══ SELECTED PASSAGE

A Picture Is Worth A Thousand Lies

Music Photography – two words that, logically speaking, have no right to such a close and easy association.

The “band photo” is a subject I find very interesting. Debt Records gets sent a lot of press packs (and I go through them all with great interest) but, despite the technological revolution that makes it child’s play for any band to spam whoever they like, one thing hasn’t changed: The Press Shot. It’s the first thing you see when you click the band’s web link – before the myspace player groans into motion, before the trumped up list of fictional reviews appears – the band photo is the porch doormat that should hopefully read “Welcome” but generally just says “Please Wipe Your Feet”.

You know the kind of picture I mean, it typically features four or five white guys in their early twenties looking inexplicably miserable.

This is The Derelicts, a rock band I played in years ago (I’m on the right, wearing the cap and squinting into the middle distance). We had so much going for us but this photo fails to capture any of it. The group contained four song-writers, a wealth of musical talent with manifold influences, the live shows were awesome and along the way we attracted the attention of all manner of record industry dream-mongers. Nevertheless, the magic eventually petered out due to a mixture of strained friendships, artistic differences and ennui (though the man standing centre forward remains one of my best friends to this day). I have decided to use this picture as an example for discussion (since I don’t want to incur the wrath of any current hopefuls).

The problem with press shots is that they are meant to conjure up everything and yet they invariably communicate nothing. As a formula they are unique. If you were sipping Château de Beaupré on a pebble beach in the Cote D’Azur and the wind suddenly wafted that snap-shot into your picnic basket you would instantly know that those five men were in a band (regardless of the fact that the picture contains neither instruments nor logos). The arrangement of bodies is peculiar to the band pose: close proximity yet complete indifference to one another; faces a strange mixture of hostility, nonchalance and confusion; all gazing fascinated or threateningly towards a variety of invisible objects floating behind the photographer; no discernible wider context – be it social, historical, political or geographical…

I remember when we posed for that picture. It was one of about two hundred shots taken in the drummer’s garden and we weren’t happy with any of them. Incredibly there wasn’t a single image that made all five of us look both cool and in focus at the same time (which was basically what we were after).

But forget the composition… What was it for? After all, we were an accomplished and energetic live band – why all the stoic posturing? Truly, I have absolutely no idea where the rule of sulky promotional material comes from. Maybe it harks back to the dawn of photography when the subject was forced to stand motionless in a neck brace while the exposure took forever. Or perhaps to the Victorians that contorted the limbs of dead relatives into a lifelike pose in order to have one final family portrait taken before the internment. Or maybe it is because the words “Fuck You” have always been far cooler than the words “Howdy Partner” (after all, cool has always been the currency of Rock & Roll practitioners – albeit somewhat laughably).

════
══ DATASET EXTRACT

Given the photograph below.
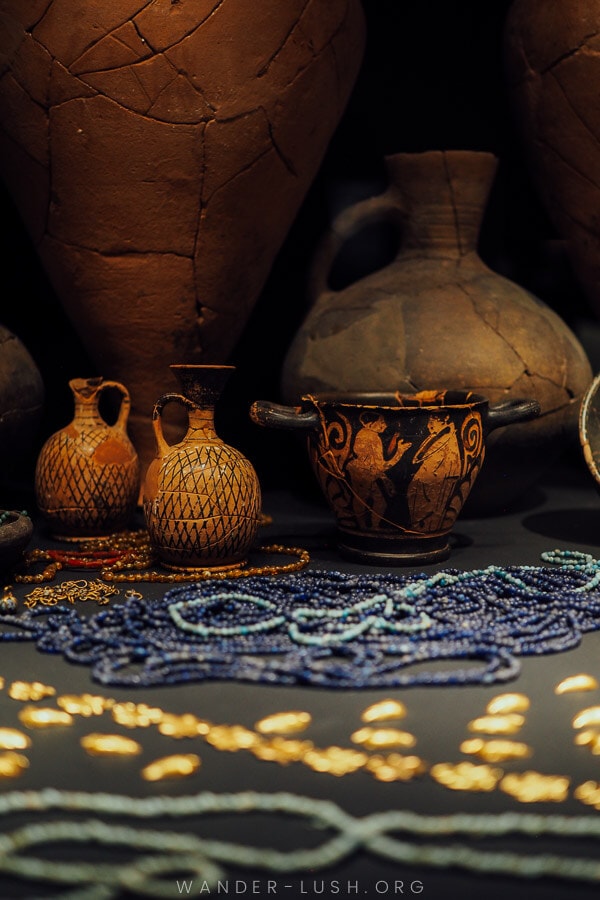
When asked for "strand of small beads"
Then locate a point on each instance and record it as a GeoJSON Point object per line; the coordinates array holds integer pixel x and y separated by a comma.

════

> WHAT IS BEING ASKED:
Please continue the essay about band press shots, picking up right after its last paragraph.

> RESPONSE:
One of my all-time favourite band configurations is the ever-popular “dispossessed youths against a backdrop of urban decay” (particularly if they’re wearing suits a la Commitments). Why so many groups spend all those hours scrabbling about in the rubble next to disused mills I’ll never know. It might make more sense if they had any songs about the industrial revolution or the casualties of a divided society but the material generally owes more to Gallagher than it does to Gaskell.

I always wonder what it is I’m supposed to interpret from these scowling waifs as they peer up from the crevices of crumbling basements or perch upon the summits of old ruins – like Pop’s would-be Valkyries looming over the Top 40’s charred battlefields.

Maybe I’m reading too much into it. Maybe they all look so miserable simply because they have their sleeves rolled up on a wet day in Ancoats. But (and it’s a big BUT) if the picture – the portal into the universe of their unique musical brand – isn’t something I’m supposed to relate to in some way then when exactly am I supposed to start caring?

It is easy to laugh at the naive but I freely admit I have far less to say about what works than what doesn’t. Unfortunately (or thankfully) there are no clear rules. Big labels and management companies employ armies of marketing experts to make sure their artists send out the right message. The problem is that most bands I know don’t have a message. I don’t think I have a message – not just one anyway. As far as I’m concerned the promo shot should just keep you interested or entertained until you get to the music, possibly provide an underlying or complimentary narrative to the material (but never to its detriment). When a band appears as though they’re trying too hard (trying as opposed to working) then it is best to just leave them alone until they decide who they are – not who they think they ought to be.

Having said that, it is a lot of fun watching the trends and patterns unfold. It seems the current fashion for new band shots is mock-Polaroid. Or should I say “Polaroid-App”? That’s what trusted blogs like Pigeon Post and A New Band A Day tell me (but that could simply be the authors’ preference). I’d like to make it known now that I am being very careful not to sneer too much about all this. I am well aware that one “vintage” is just as questionable as another. My own tastes draw me towards Victoriana while theirs goes towards, I suppose, Thatcheriana. There is no point saying that one year is better than another when weighed upon the scales of nostalgia: 1880 and 1980 can both be equally celebrated as breeding grounds for striking originality and invention. I just happen to prefer the palette and props of the former. I also think mock-Polaroid is silly.

The one thing I do take issue with is that snarl. The billboard snarl. The shop window snarl. The smug superiority: “I am music… I am youth… I am sex… and I don’t like you!

The branch of the music industry that routinely deifies surly guitar-brandishing young men has a lot in common with the fashion world in this respect. Both aim to provide the consumer with a glamorous version of itself whilst simultaneously adding further stones to the ramparts of a visual exclusivity that we may all see and sigh over yet, ultimately, never scale. I feel no need to go into the psychology of all this as it’ll take me off topic but I do believe that we are all equipped with the wits to out-maneuver the slick torpedoes of sexy advertising (if we want to). What I really don’t like is the smugness, aggression and contempt that so many of these images trade in.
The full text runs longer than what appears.